## Tareas del ejercicio
a – En el texto sobre Bolsonaro, ¿en qué se basaron sus opositores para llamarlo fascista y nazi?
b – Prolonga el texto sobre Bolsonaro a partir de su última oración.

El triunfo de Bolsonaro en Brasil ha reinstalado –como en el caso de Donald Trump, aunque con más énfasis– la utilización de términos de la teoría política que hacía décadas no se utilizaban para describir a un gobierno originado en el voto. Las palabras «fascismo» y «nazismo» fueron profusamente utilizadas por los opositores a la candidatura del exmilitar brasileño basándose en sus dichos racistas, misóginos y prodictadura. Y siguen siendo utilizadas hoy ante cada intervención desafortunada del recientemente electo presidente del Brasil.

Pero, como siempre que se utilizan términos de la teoría política europea, conviene aclarar en qué sentido se utilizan aquí en América Latina –o quizás señalar por qué no es necesario utilizarlos–, so pena de ayudar a una caracterización errada de los gobiernos latinoamericanos. Y una caracterización anacrónica de los gobiernos ultraderechistas latinoamericanos podría significar también una modalidad de disputa discursiva y política que no sea eficaz para el enfrentamiento con gobiernos (como el de Macri y Bolsonaro) que han alcanzado lo que durante décadas intentaron sin éxito las élites: que el voto popular universal desemboque en gobiernos de derechas. 

Nazismo y fascismo han sido, quizás, los dos términos más utilizados para caracterizar a Bolsonaro. Son dos experiencias que, en su sentido restringido y original, se desplegaron en la Italia de Benito Mussolini y en la Alemania de Adolf Hitler. Son, por lo tanto, expresiones políticas de naciones industrializadas que llegaron tarde al “reparto del mundo” y pretendían ser “imperialistas”. He aquí una de las grandes diferencias con la ultraderecha neoliberal latinoamericana: Bolsonaro, Piñera o Macri no expresan proyectos nacionales expansivos, industrialistas e imperialistas, sino proyectos de sociedades neocoloniales, sometidas a la depredación y al saqueo de las grandes corporaciones trasnacionales. No son imperialistas –en toda la dimensión del término–, sino que, por el contrario, proponen hacer de sus países la factoría que alimenta y sostiene a las potencias imperialistas.

Nazismo y fascismo promovían la autarquía económica, en particular en materia de industrialización. Eran expresiones del nacionalismo tardío en Italia y Alemania de la primera posguerra. Un nacionalismo agresivo y expansivo, defensivo en relación con las economías de las otras potencias económicas capitalistas. Bolsonaro y las derechas neoliberales proponen un modelo económico opuesto a la autarquía, un modelo que se basa en la apertura económica y financiera de la mano de los capitales externos.

## Material extraído
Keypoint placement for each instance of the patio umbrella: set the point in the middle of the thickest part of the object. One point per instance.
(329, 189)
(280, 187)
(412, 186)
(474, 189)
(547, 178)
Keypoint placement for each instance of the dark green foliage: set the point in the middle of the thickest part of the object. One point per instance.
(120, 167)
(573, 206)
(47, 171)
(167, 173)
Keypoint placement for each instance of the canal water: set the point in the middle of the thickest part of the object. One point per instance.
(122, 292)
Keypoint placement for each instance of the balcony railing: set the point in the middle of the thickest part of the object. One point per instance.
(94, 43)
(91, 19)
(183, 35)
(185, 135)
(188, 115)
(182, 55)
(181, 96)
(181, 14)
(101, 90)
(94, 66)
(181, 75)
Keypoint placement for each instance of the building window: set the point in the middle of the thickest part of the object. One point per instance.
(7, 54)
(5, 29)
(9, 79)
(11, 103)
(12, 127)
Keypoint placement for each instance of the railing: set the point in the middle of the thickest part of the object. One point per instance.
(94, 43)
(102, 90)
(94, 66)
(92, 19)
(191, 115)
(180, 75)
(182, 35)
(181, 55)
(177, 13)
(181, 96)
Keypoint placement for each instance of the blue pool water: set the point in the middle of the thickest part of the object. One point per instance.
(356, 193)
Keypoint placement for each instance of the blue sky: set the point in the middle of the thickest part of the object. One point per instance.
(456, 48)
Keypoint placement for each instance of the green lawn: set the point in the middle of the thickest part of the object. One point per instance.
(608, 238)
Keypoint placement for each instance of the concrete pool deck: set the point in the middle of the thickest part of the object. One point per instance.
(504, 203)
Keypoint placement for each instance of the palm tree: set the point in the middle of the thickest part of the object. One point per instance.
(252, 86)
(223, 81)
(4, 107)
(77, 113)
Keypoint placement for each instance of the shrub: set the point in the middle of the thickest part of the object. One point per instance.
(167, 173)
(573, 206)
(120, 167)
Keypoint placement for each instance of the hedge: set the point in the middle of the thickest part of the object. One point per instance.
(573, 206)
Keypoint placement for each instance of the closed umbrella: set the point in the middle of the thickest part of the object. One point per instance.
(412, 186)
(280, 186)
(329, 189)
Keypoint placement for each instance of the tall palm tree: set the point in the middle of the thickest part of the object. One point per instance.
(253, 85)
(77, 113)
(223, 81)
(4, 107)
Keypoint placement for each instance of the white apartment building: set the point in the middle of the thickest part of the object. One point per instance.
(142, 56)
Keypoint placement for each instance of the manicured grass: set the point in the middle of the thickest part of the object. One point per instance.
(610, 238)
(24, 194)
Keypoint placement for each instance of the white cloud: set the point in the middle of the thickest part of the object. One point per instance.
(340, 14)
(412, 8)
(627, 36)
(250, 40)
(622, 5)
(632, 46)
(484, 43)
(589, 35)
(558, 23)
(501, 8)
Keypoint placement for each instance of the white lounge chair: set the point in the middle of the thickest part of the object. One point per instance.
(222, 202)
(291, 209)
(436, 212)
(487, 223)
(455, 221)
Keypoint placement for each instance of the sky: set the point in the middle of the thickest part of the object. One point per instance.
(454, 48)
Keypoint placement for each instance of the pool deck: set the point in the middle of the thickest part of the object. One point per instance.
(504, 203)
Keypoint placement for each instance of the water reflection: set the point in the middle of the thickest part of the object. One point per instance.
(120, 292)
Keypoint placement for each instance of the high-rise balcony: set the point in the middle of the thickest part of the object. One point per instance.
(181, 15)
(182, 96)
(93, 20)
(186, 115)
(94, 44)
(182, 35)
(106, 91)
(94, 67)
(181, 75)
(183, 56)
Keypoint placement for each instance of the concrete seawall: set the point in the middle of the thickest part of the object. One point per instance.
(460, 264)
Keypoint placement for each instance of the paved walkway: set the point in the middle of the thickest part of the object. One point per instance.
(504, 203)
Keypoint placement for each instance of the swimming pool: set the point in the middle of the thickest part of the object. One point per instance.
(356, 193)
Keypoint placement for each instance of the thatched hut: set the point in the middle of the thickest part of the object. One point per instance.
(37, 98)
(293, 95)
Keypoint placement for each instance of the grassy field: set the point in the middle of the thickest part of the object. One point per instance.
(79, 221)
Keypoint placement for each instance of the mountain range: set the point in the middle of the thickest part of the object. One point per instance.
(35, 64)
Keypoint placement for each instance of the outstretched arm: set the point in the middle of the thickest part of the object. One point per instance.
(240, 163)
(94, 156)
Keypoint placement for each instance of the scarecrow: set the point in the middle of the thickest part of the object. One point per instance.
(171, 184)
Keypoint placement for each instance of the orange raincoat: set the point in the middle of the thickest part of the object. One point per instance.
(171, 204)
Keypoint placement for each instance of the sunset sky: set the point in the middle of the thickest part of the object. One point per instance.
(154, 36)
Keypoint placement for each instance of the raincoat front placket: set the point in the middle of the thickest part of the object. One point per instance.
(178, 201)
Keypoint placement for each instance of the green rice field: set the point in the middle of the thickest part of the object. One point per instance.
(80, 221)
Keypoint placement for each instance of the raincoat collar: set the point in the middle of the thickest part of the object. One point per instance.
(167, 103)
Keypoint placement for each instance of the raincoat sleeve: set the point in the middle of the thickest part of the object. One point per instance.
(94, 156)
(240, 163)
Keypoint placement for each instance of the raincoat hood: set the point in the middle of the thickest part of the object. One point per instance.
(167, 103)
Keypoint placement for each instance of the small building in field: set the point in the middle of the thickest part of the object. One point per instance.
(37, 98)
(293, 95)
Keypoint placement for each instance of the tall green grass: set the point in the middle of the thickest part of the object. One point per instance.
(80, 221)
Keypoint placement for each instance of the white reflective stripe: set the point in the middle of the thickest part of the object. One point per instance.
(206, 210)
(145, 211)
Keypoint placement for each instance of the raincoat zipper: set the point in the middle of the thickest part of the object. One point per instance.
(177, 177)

## Respuestas por tarea
a – En sus dichos racistas, misóginos y prodictadura.

b –
Nazismo y fascismo hicieron del Estado el eje conductor del proceso socioeconómico: en acuerdo con el gran capital nacional –tanto alemán como italiano–, promovieron la intervención y la inversión estatal en materia industrial y financiera, señalándole al capital las áreas específicas sobre las que se requería inversión y sobre aquellas en las que no. Las derechas neoliberales neoconservadoras en América Latina son el capital o, si no lo son, tienen una posición absolutamente genuflexa con respecto al mismo: no pretenden orientarlo ni dirigirlo sino para que amplíe su rentabilidad y, en cuanto al Estado, su lógica es la de reducirlo al mínimo en todo aquello que obstaculice el libre despliegue del capital. La “mediación” entre capital y Estado ha desaparecido.

En materia social, el nazismo y el fascismo promovieron una fuerte ampliación de los servicios de educación y salud estatales basándose en tres principios orientadores: había que adoctrinar a las/os jóvenes del orden nuevo nacionalista e imperialista, al mismo tiempo debía velarse por una política de salud que garantizara un “perfeccionamiento” biológico de los/as ciudadanos/as para que la nación tuviera una población “sana” apta para el trabajo, la industrialización y la guerra, y, por último, esos sistemas sociales y de salud estaban restringidos a los/as “ciudadanos de la nación”, criterio un poco difuso en el fascismo italiano y absolutamente claro en el nazismo alemán: la ciudadanía era sólo para la “raza aria”. Las ultraderechas neoliberales latinoamericanas consideran la educación y la salud públicas como un gasto inequitativo. Proponen precisamente lo opuesto al nazi-fascismo: dejar la educación librada al campo de la inversión privada y entregar la “educación” de la ciudadanía a los medios masivos de comunicación y las Iglesias evangélicas. Una educación “externa” al propio Estado que garantice la desnacionalización bajo cualquier criterio y no que lo promueva. Dejar la salud como un servicio mercantilizado sin ninguna preocupación adicional por el destino de los/as ciudadanos/as en términos sanitarios.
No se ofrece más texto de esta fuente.